## [What the exercise asks]
What is needed is an exact transcription of every entry below.
**** Recorded data
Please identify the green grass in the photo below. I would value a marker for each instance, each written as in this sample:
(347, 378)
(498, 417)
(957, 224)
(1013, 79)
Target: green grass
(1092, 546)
********
## [Solution for this task]
Please identify the green grass in the photo below. I would value a marker for each instance, each written as in this sample:
(347, 378)
(498, 417)
(957, 224)
(1013, 79)
Target: green grass
(1092, 546)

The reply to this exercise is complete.